PROBLEM DESCRIPTION | State the number of lines in the following data that contain the string "police", and nothing else.

★ ★ ★ ★ ★ ★ ★

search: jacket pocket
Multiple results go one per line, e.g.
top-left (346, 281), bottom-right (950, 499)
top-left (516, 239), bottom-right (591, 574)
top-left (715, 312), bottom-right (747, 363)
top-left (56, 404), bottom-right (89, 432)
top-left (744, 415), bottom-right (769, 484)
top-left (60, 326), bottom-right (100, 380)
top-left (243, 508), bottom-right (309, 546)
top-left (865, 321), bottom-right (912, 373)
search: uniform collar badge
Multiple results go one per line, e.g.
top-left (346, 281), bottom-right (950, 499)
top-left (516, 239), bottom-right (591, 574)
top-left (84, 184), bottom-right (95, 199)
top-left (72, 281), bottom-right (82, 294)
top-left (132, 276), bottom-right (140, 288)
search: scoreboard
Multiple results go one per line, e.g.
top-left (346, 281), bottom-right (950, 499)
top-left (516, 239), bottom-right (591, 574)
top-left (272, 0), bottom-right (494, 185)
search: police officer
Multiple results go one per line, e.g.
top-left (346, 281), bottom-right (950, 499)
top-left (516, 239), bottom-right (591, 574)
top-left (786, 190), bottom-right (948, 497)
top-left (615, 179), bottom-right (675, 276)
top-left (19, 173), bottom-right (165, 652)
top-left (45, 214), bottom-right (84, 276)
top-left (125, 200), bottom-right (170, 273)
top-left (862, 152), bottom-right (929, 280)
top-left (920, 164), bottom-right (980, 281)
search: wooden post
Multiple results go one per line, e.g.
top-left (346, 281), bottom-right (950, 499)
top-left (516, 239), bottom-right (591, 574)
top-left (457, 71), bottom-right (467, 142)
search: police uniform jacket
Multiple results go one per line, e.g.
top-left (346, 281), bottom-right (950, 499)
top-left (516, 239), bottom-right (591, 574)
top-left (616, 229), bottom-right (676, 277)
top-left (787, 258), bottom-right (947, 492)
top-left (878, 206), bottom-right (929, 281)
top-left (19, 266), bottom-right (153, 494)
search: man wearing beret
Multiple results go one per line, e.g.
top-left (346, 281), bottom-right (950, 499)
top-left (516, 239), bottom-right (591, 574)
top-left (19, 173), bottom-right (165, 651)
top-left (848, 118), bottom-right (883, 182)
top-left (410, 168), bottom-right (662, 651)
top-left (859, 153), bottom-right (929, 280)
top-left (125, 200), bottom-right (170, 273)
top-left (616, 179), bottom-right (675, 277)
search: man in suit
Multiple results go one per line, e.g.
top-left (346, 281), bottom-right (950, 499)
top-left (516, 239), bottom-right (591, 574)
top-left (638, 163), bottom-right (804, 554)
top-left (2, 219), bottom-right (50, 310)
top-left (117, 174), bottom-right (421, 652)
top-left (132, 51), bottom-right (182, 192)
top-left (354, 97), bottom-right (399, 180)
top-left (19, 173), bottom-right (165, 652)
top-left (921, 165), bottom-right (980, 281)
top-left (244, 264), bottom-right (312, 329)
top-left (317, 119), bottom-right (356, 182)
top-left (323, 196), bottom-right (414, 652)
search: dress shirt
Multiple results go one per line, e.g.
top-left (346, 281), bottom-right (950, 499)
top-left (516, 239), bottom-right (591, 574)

★ ★ ★ ★ ★ ★ ★

WORKED SOLUTION | 2